**Objective:**
Give back the full material, exactly as it reads.

· · · ·

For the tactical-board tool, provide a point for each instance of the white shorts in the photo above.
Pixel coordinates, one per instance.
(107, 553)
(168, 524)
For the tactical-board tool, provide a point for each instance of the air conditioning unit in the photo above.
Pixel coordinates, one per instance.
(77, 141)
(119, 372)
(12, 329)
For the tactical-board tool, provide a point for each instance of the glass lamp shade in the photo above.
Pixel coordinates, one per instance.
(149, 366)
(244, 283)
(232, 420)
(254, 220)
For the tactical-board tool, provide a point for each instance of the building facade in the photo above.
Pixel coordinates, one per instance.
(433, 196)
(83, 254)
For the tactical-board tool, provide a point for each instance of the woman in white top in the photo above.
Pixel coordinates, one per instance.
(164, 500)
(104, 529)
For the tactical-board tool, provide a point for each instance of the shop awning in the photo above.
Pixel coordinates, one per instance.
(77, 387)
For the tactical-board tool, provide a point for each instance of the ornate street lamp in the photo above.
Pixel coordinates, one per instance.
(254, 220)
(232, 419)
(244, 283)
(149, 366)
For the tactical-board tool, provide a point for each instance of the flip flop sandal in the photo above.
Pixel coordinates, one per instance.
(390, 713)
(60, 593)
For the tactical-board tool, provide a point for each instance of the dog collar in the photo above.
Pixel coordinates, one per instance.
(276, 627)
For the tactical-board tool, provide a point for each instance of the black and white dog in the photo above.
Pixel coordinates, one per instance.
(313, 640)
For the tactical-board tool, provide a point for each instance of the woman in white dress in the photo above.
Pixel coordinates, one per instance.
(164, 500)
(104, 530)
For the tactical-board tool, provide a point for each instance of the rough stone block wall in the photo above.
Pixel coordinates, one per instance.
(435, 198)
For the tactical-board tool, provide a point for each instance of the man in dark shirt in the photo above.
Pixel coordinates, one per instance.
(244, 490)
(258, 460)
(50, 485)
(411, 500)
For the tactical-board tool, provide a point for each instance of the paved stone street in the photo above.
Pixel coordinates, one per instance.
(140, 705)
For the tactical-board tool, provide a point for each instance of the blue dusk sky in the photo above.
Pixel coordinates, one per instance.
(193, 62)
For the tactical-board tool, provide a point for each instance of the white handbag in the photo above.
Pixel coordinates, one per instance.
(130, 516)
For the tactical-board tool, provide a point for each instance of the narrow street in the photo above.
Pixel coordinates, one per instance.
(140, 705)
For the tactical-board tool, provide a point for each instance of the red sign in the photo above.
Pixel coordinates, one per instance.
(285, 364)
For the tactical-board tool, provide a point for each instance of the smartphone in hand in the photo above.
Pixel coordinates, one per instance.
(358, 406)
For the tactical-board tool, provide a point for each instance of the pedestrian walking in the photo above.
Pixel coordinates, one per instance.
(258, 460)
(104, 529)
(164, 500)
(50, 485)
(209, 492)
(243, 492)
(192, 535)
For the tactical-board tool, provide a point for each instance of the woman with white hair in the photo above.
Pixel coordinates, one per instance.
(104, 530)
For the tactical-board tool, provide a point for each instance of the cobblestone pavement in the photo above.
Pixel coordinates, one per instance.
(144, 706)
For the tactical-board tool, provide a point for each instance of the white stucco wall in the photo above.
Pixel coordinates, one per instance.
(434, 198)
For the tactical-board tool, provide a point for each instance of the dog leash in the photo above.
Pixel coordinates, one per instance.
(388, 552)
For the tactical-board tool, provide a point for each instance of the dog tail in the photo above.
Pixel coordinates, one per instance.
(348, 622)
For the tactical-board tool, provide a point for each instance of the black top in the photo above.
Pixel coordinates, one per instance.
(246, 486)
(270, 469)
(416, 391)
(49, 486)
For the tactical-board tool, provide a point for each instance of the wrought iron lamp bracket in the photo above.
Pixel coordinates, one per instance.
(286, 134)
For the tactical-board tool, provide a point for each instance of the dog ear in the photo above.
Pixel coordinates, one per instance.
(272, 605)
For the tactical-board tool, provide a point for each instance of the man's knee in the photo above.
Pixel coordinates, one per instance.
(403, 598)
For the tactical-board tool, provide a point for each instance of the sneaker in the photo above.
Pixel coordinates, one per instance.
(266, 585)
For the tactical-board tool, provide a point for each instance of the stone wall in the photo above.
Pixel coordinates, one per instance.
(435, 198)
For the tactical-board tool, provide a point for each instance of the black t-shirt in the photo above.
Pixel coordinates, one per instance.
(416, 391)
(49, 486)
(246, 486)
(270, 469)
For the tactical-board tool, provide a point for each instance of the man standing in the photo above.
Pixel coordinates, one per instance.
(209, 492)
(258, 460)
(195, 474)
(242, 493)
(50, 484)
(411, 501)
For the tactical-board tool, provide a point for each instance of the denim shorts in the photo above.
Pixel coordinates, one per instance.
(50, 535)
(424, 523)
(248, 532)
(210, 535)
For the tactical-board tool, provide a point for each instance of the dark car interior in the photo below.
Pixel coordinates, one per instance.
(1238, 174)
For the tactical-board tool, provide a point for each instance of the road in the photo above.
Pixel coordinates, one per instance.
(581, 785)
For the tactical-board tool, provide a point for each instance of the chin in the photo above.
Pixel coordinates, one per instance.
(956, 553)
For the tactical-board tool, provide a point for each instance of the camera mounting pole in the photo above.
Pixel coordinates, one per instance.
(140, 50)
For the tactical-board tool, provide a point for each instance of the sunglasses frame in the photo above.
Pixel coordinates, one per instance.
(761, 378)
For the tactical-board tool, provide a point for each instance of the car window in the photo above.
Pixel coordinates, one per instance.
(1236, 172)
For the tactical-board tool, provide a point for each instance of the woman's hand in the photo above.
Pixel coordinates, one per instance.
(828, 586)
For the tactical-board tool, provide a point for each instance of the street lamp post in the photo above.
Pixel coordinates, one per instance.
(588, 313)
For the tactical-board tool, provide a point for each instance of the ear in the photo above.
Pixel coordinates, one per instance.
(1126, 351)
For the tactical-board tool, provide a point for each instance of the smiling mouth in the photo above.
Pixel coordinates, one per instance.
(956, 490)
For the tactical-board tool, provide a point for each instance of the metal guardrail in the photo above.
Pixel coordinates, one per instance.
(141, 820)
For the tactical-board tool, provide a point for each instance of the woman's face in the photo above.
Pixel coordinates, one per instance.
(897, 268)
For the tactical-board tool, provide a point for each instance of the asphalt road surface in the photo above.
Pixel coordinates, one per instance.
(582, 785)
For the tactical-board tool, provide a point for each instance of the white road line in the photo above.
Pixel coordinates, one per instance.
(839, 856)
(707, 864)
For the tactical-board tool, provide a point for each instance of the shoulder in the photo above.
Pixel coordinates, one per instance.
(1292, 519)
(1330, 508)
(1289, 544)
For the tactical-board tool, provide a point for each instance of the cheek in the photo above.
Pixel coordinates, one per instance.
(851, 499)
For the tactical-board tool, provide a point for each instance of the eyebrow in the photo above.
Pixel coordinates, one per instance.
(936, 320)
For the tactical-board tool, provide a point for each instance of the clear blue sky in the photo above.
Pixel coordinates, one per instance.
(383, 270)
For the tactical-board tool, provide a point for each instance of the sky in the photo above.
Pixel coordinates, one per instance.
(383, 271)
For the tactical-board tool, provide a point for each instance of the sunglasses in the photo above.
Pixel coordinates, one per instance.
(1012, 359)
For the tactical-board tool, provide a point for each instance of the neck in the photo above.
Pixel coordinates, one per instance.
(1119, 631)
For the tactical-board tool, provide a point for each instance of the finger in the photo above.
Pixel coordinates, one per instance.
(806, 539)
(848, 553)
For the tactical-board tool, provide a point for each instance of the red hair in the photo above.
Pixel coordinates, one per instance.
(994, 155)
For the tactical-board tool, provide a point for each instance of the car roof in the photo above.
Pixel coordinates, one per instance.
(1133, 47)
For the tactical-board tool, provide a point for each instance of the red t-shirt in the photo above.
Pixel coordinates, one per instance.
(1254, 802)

· · · ·

**Answer to the task:**
For the tactical-board tool, provide a point for each instance of the white shorts in the photo above.
Pixel coordinates, one per instance.
(107, 553)
(168, 524)
For the tactical-board tool, provide a point for each instance of the air conditioning unit in the photo above.
Pixel coordinates, one per instance.
(77, 141)
(119, 372)
(12, 329)
For the tactical-board tool, provide a point for each instance of the glass lamp shade in the photo above.
Pixel coordinates, one per instance.
(149, 366)
(244, 283)
(232, 420)
(254, 220)
For the tactical-board tool, provide a point for each instance of the building facade in the photo above.
Pixel coordinates, one per instance.
(433, 196)
(83, 254)
For the tactical-board tool, provide a point for each instance of the woman in white top in the photo above.
Pixel coordinates, one per instance.
(164, 500)
(104, 529)
For the tactical-board tool, provide a point for each instance of the shop awning in the photo above.
Pixel coordinates, one per instance.
(77, 387)
For the tactical-board tool, provide a point for each instance of the ornate street lamp in the photo above.
Pixel coordinates, one per instance.
(254, 220)
(232, 419)
(244, 283)
(149, 366)
For the tactical-board tool, provide a point for each instance of the flip flop sandal in the photo above.
Pixel coordinates, one per instance.
(390, 713)
(60, 593)
For the tactical-board tool, provide a point for each instance of the dog collar in the photo above.
Pixel coordinates, one per instance.
(276, 627)
For the tactical-board tool, provide a point for each instance of the black and white dog in the photo above.
Pixel coordinates, one per instance.
(313, 640)
For the tactical-board tool, provide a point for each instance of the woman in white dress in the photo above.
Pixel coordinates, one per instance.
(164, 500)
(104, 530)
For the tactical-board tool, provide a point for each instance of the rough stone block wall in the photo above.
Pixel coordinates, one per instance.
(435, 198)
For the tactical-board tool, provide a point for each instance of the man in dark shirt in the photo above.
Pixel coordinates, one per instance.
(244, 490)
(258, 460)
(50, 485)
(411, 500)
For the tactical-board tool, provide a point for each instance of the paved stone street in the photo above.
Pixel coordinates, one per instance.
(140, 705)
For the tactical-board tool, provide a point for each instance of the blue dusk sky in the photo above.
Pixel coordinates, one per instance.
(193, 62)
For the tactical-board tool, provide a point for each instance of the white handbag in the photo above.
Pixel coordinates, one per instance.
(130, 516)
For the tactical-board tool, provide a point for each instance of the narrow street in the photo above.
Pixel coordinates, one per instance.
(140, 705)
For the tactical-board tool, provide a point for each instance of the red sign in the photo above.
Pixel coordinates, one per instance.
(285, 364)
For the tactical-board tool, provide a point for each instance of the smartphone in hand in the photo above.
Pixel coordinates, one per instance.
(358, 406)
For the tactical-board tool, provide a point for each instance of the pedestrian walking in the photo above.
Pixel coordinates, one per instance.
(258, 460)
(104, 529)
(164, 500)
(50, 485)
(209, 492)
(243, 492)
(192, 535)
For the tactical-board tool, provide a point for each instance of the woman with white hair in the photo above.
Pixel coordinates, one per instance.
(104, 530)
For the tactical-board tool, provide a point for each instance of the cobblestone pavement in the photo above.
Pixel coordinates, one per instance.
(144, 706)
For the tactical-board tool, provide a point for each instance of the white stucco wall in the photo above.
Pixel coordinates, one per instance.
(434, 198)
For the tactical-board tool, provide a point for each instance of the dog leash in the photo above.
Pixel coordinates, one per instance.
(388, 552)
For the tactical-board tool, provide a point for each instance of the dog tail in the photo above.
Pixel coordinates, one per instance.
(348, 622)
For the tactical-board tool, provide a point for each instance of the black top in the photo above.
Pixel coordinates, one per instance.
(246, 486)
(270, 469)
(416, 391)
(49, 486)
For the tactical-board tool, provide a point for each instance of the wrought iron lamp bracket in the photo above.
Pixel coordinates, one per instance.
(286, 134)
For the tactical-board tool, provide a point for each instance of the dog ear in the photo above.
Pixel coordinates, one per instance.
(272, 605)
For the tactical-board tool, provide a point for each instance of the man's knee in the photo above.
Pixel coordinates, one per instance.
(403, 598)
For the tactical-board tool, provide a point for each instance of the sneaker in the photo above.
Pixel coordinates, one per instance.
(266, 585)
For the tactical-board tool, provide a point for each instance of the stone wall in the photo above.
Pixel coordinates, one per instance.
(435, 198)
For the tactical-board tool, provide a point for each instance of the black t-shirt in the photo above.
Pixel coordinates, one per instance.
(416, 391)
(49, 486)
(246, 486)
(270, 469)
For the tactical-board tool, provide a point for each instance of the man standing in the photo above.
Pixel coordinates, one per instance.
(209, 492)
(258, 460)
(195, 474)
(242, 493)
(50, 484)
(411, 501)
For the tactical-board tool, provide a point for each instance of the denim shorts in the photo above.
Pixel coordinates, one per instance.
(50, 535)
(424, 523)
(248, 532)
(210, 535)
For the tactical-board tool, provide a point for each instance of the dark car interior in the photo below.
Pixel coordinates, one per instance.
(1238, 174)
For the tactical-board tool, provide a point for each instance of the road in the photo above.
Pixel coordinates, one per instance.
(581, 785)
For the tactical-board tool, provide a point for each instance of the chin in the photo above.
Pixel coordinates, one per instance.
(956, 553)
For the tactical-board tool, provide a point for each instance of the camera mounting pole in the photo above.
Pixel coordinates, one per instance.
(140, 50)
For the tactical-board tool, provide a point for each instance of the sunglasses frame in the photo above.
Pixel coordinates, one per instance.
(761, 378)
For the tactical-board tool, provide a point for each instance of the car window in the photo above.
Pixel coordinates, one per instance.
(1236, 172)
For the tactical-board tool, provide a point for each instance of the woman's hand in the photo above.
Pixel coordinates, one per instance.
(828, 586)
For the tactical-board tool, provide a point for each instance of the street lamp post in the photo above.
Pixel coordinates, one per instance.
(588, 313)
For the tactical-board tool, provide a point for each instance of the ear in the photo above.
Pixel coordinates, one per instance.
(1126, 351)
For the tactical-board tool, provide a point for each instance of the smiling mouth in the photo above.
Pixel coordinates, one per instance.
(956, 490)
For the tactical-board tool, provide a point for each instance of the metal guardrail in the photo above.
Pixel coordinates, one per instance.
(141, 820)
For the tactical-board tool, provide a point for each instance of the woman's face in the photo above.
Pixel coordinates, one per instance.
(897, 268)
For the tactical-board tool, provide a point for each instance of the asphalt road surface in the photo above.
Pixel coordinates, one per instance.
(582, 785)
For the tactical-board tool, provide a point for each instance of the white road line in the photo above.
Pixel coordinates, one per instance.
(839, 856)
(707, 864)
For the tactical-board tool, provide a point for each instance of the shoulder in the photo above.
Pixel coordinates, one per instance.
(1292, 519)
(1330, 508)
(1289, 544)
For the tactical-board tool, provide a point for each instance of the cheek in the photo above.
Pixel coordinates, one per instance.
(851, 499)
For the tactical-board tool, provide a point for each instance of the eyebrow in the photo above.
Pixel coordinates, one per instance.
(936, 320)
For the tactical-board tool, provide a point for each instance of the clear blue sky in the photo above.
Pixel coordinates, one per instance.
(383, 270)
For the tactical-board tool, provide a point for each instance of the sky in the photo above.
Pixel coordinates, one per instance.
(383, 271)
For the tactical-board tool, provide a point for each instance of the sunglasses in the photo above.
Pixel coordinates, one per instance.
(1012, 359)
For the tactical-board tool, provide a point for each instance of the neck in the photo above.
Pixel coordinates, one per instance.
(1119, 631)
For the tactical-board tool, provide a point for each instance of the finger in the photo above.
Pixel coordinates, one per instance.
(806, 539)
(848, 553)
For the tactical-board tool, provide a point for each instance of the red hair in the photo above.
Pixel coordinates, one per instance.
(994, 155)
For the tactical-board tool, provide a point for each instance of the car roof in the photo above.
Pixel coordinates, one per instance.
(1133, 47)
For the tactical-board tool, provide a point for each instance of the red t-shirt in the photo above.
Pixel coordinates, one per instance.
(1254, 802)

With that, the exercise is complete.